— AIM —
List each line of the listing below that contains the string "path".

— Point placement records —

--- BEGIN ---

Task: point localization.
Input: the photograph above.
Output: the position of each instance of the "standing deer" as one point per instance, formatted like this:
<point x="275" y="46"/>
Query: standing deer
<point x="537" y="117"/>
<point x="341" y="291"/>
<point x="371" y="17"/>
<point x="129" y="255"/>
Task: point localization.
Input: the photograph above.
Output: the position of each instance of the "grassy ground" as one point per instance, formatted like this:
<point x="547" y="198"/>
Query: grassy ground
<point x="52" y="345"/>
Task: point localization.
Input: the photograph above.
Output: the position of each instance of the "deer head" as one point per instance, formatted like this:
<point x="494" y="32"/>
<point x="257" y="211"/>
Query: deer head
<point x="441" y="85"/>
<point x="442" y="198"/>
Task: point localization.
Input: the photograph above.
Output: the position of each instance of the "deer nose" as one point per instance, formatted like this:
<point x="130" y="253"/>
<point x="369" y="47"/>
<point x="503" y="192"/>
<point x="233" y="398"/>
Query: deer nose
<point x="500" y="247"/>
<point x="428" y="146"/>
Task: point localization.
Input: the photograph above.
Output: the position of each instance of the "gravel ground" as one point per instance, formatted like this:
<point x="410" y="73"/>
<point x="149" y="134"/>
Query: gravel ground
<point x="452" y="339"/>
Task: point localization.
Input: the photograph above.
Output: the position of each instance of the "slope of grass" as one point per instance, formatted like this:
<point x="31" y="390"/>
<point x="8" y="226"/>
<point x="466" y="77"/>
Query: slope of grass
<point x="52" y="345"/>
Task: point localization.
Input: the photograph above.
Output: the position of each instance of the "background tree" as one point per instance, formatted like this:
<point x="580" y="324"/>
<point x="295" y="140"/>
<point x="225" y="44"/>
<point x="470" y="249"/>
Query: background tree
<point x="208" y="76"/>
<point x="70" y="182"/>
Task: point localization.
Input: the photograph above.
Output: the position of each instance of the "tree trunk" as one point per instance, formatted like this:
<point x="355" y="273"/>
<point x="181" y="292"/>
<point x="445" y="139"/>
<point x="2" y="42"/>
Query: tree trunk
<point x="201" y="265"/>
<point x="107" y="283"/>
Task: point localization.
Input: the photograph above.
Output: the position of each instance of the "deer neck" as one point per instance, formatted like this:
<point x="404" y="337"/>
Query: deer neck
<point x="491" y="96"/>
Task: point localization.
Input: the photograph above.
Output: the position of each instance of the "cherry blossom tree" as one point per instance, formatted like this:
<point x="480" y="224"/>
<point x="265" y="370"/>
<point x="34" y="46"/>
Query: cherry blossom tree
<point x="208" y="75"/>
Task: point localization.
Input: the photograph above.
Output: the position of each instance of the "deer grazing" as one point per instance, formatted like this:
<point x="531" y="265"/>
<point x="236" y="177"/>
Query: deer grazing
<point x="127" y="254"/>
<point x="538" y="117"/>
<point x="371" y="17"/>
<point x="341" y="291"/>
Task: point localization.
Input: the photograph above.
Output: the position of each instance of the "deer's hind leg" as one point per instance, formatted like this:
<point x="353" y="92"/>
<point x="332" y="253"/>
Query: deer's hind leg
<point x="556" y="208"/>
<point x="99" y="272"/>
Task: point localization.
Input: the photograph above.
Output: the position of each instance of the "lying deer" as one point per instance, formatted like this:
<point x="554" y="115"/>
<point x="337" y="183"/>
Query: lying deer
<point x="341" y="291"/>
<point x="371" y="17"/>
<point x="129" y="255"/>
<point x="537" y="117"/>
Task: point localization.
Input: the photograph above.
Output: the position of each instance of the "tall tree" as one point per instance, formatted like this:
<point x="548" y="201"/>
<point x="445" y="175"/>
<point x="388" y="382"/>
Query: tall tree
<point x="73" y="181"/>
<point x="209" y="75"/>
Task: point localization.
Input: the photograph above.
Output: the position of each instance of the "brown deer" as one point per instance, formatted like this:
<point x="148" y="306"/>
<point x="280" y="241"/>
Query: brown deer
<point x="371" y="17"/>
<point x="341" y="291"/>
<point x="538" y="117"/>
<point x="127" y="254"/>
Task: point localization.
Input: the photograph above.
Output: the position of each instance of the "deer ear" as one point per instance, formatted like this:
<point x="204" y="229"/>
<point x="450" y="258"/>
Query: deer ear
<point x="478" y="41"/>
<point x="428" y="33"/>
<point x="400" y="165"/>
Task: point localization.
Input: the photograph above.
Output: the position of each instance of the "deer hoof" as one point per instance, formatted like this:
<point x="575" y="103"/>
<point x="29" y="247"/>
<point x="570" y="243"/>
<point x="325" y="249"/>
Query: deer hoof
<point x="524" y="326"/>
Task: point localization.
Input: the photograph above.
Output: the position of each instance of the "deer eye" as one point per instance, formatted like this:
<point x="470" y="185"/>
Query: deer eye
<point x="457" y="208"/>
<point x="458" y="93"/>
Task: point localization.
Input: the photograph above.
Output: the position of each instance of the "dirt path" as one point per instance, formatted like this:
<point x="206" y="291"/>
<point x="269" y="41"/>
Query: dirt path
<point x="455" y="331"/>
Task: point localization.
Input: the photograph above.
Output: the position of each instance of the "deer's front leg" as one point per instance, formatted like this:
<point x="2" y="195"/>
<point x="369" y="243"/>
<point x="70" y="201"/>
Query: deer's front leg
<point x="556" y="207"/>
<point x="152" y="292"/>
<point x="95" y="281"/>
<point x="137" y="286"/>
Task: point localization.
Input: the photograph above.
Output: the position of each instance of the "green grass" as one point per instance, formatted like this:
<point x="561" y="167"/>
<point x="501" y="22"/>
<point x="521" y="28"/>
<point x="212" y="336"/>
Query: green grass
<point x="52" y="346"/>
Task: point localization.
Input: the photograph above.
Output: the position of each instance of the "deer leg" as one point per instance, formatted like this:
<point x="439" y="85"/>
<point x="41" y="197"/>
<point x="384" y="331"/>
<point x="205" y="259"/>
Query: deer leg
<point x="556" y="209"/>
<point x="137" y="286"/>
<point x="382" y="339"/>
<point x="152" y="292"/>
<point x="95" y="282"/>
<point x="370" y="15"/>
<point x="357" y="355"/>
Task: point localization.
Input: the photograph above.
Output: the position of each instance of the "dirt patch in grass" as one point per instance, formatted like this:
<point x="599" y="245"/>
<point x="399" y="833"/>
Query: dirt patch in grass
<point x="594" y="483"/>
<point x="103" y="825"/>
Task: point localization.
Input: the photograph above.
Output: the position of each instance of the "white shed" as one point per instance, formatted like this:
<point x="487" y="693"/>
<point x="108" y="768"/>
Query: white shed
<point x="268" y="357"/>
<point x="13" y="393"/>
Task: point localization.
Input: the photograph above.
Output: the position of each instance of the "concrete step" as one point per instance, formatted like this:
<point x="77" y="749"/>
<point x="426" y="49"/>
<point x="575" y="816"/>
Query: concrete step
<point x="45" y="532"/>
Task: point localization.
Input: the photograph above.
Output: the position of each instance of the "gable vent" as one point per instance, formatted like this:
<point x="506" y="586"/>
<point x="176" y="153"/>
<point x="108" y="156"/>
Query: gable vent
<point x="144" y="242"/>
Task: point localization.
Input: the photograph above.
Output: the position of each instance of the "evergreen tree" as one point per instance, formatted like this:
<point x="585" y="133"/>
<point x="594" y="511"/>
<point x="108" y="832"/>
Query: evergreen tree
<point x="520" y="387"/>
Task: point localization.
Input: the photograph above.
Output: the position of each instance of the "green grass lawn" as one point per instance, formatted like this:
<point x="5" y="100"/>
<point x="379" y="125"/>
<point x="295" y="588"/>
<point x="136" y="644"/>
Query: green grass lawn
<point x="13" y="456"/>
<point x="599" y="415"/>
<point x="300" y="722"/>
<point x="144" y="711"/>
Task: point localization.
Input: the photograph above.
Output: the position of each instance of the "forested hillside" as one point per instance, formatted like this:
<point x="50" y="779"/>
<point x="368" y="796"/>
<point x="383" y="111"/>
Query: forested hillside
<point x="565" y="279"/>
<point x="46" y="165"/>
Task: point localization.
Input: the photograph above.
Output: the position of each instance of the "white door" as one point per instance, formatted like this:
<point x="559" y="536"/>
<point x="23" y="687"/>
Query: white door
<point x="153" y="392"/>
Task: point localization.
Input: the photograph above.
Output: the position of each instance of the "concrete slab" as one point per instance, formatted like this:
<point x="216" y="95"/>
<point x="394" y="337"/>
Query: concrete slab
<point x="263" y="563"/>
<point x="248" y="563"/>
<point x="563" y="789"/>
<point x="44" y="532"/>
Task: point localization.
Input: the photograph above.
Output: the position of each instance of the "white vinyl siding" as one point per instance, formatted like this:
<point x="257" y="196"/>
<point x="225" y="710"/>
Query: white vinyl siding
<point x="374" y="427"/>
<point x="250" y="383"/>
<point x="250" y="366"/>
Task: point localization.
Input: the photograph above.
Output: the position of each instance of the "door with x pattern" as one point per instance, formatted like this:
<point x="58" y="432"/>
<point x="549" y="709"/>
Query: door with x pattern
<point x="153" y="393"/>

--- END ---

— TASK OUTPUT —
Output: the position of each instance of the "dirt path" as one point per instance, formatted like this:
Query: dirt path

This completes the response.